▶ [STATED TASK 1]: Find every line in the records that contains the string "boat" and copy each of those lines.
** Begin DOCUMENT SECTION **
My question would be, does high end preamp reduce the noise floor in budget microphones?
 
My question would be, does high end preamp reduce the noise floor in budget microphones?

Depends on which microphones we are talking about. Generally, for most condenser microphones, the answer to that question is no. This is because the microphone's output noise is generally in excess of most preamps' input noise. Those two noise signals sum, but if the mic's noise is far enough above the preamp's noise, then the mic's noise will dominate and the preamp will make little to no difference.

For lower output condenser mics it can make a difference, and of course for any type of dynamic mic a very low noise preamp is critical to obtain the best possible signal-to-noise ratio. But even in the best preamp there are limits; you aren't going to get lower noise than the thermal noise of a 150 ohm resistor (in the case of a ribbon mic, the resistance of the element multiplied by the gain of the transformer), which is -133dBV (or about -137dBA). Nobody achieves that though; the AEA is spec'ed at -134dBA. So if you have a ribbon mic with -57dBV/Pa sensitivity, then the signal to noise ratio isn't going to be better than 77dB, which is equivalent to a 17dBA self-noise rating for a condenser mic.

With that in mind, even if 83dB of gain sounds great, in practice it is not useful. This is because once you raise your noise floor more than 10dB above the noise of the next stage (for most people these days, a converter), you don't get any further benefit from earlier-stage gain. For a typical converter, that noise floor is probably between -90dBV and -100dBV. So there isn't really need for gain in excess of 50dB. It might feel good to record a signal that ends up closer to 0dBFS rather than -20dBFS, but there is no difference in signal to noise in that case.
** End DOCUMENT SECTION **
** Begin EXTRACTED INFORMATION **
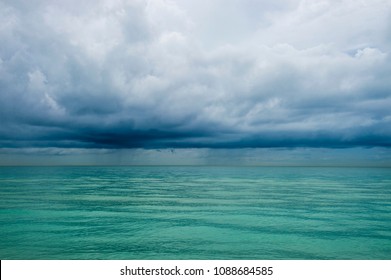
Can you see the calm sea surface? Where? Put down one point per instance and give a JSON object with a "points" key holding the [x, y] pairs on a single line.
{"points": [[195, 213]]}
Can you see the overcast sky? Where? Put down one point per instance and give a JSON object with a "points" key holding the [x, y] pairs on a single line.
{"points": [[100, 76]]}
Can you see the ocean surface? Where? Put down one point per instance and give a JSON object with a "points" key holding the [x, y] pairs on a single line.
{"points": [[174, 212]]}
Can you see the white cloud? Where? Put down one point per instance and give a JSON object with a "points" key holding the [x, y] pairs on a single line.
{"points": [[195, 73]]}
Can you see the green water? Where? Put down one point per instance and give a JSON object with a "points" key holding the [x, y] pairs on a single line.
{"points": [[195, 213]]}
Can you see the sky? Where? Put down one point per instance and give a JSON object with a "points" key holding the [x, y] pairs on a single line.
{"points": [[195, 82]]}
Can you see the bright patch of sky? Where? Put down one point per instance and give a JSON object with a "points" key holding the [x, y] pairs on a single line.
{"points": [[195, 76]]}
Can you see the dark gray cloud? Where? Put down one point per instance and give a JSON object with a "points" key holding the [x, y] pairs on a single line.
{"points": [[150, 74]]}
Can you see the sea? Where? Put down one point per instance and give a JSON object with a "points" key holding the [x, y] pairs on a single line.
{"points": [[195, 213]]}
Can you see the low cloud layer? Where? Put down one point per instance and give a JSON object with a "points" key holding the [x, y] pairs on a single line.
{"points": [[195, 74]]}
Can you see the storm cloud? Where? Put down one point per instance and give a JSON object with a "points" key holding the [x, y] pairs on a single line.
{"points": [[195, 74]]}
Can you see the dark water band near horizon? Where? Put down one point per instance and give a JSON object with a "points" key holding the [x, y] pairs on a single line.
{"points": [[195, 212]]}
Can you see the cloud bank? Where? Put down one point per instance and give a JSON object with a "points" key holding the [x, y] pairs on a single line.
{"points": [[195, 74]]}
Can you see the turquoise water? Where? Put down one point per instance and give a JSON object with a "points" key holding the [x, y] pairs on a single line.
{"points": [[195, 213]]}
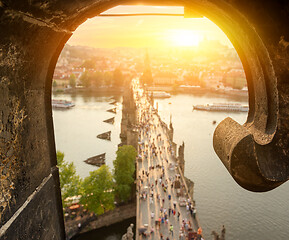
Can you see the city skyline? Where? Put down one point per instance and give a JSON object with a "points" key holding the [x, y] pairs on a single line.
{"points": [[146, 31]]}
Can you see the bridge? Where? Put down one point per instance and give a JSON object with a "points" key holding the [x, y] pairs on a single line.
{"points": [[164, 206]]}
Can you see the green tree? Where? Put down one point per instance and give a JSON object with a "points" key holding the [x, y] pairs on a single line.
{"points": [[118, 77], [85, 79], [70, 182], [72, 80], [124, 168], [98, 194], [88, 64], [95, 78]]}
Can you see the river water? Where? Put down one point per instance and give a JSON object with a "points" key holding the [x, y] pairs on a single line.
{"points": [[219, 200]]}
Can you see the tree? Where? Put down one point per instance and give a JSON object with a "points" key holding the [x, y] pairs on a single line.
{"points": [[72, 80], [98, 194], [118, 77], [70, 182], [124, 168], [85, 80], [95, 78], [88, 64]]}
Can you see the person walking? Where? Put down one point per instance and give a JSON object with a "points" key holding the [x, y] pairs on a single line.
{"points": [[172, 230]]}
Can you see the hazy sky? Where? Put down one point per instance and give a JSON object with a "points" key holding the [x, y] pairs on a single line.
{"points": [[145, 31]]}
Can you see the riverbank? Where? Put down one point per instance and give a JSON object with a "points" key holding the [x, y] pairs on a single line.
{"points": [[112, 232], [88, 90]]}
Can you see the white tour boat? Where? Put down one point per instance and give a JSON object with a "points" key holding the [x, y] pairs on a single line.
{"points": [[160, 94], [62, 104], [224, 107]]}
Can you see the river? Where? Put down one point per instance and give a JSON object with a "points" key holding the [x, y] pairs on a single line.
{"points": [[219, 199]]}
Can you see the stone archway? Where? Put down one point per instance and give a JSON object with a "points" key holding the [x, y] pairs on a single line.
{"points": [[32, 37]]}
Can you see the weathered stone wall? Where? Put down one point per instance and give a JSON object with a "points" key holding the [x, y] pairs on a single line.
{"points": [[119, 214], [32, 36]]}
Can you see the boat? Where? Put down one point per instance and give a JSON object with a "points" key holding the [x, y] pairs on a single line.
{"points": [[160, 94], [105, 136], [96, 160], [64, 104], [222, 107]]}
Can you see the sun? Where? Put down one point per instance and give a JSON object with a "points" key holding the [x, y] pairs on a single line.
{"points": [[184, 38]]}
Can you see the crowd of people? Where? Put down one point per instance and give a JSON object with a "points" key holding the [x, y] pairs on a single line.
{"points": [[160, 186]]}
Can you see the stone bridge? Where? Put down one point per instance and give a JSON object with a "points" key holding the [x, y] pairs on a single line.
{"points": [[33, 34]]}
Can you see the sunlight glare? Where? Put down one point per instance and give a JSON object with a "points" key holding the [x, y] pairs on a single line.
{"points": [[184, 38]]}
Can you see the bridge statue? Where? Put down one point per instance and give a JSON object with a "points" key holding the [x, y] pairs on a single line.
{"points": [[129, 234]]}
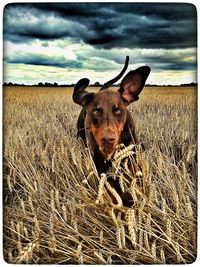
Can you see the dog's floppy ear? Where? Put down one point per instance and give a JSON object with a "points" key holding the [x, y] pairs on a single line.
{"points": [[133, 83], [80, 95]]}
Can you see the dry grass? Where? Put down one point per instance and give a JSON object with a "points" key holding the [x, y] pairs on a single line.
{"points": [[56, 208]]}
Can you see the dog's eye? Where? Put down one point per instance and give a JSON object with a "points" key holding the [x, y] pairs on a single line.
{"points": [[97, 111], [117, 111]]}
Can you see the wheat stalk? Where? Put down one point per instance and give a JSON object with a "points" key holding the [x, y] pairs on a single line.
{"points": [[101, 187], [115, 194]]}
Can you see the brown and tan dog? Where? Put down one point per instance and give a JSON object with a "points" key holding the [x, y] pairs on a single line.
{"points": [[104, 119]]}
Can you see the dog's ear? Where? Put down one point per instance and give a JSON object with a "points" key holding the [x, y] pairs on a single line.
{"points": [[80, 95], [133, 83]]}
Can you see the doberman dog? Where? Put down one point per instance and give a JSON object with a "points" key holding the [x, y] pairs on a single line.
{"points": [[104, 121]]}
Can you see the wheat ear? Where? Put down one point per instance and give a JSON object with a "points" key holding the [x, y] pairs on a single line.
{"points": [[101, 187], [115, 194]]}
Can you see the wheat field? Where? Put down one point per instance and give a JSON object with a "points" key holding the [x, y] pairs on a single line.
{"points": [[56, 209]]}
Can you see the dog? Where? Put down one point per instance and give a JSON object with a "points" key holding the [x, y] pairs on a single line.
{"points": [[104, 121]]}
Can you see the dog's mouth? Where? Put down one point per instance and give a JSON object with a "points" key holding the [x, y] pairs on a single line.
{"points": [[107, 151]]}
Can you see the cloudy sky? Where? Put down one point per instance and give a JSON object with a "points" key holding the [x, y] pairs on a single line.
** End EXTRACTED INFORMATION **
▶ [STATED TASK 2]:
Answer these questions using the preamp noise discussion:
(a) At what figure is the AEA spec'ed?
(b) Between which two values does the text place the noise floor of a typical converter?
(c) What thermal noise does the text give for a 150 ohm resistor?

▶ [RESPONSE 1]:
Can you see the white tour boat? Where? Put down one point per instance and give a JSON object with a "points" key holding the [x, y] pairs on a single line.
Can you see the boat? Where? Put down one point per instance and give a JSON object with a "points" key holding the [x, y] pairs on a single line.

▶ [RESPONSE 2]:
(a) -134dBA
(b) Between -90dBV and -100dBV
(c) -133dBV (or about -137dBA)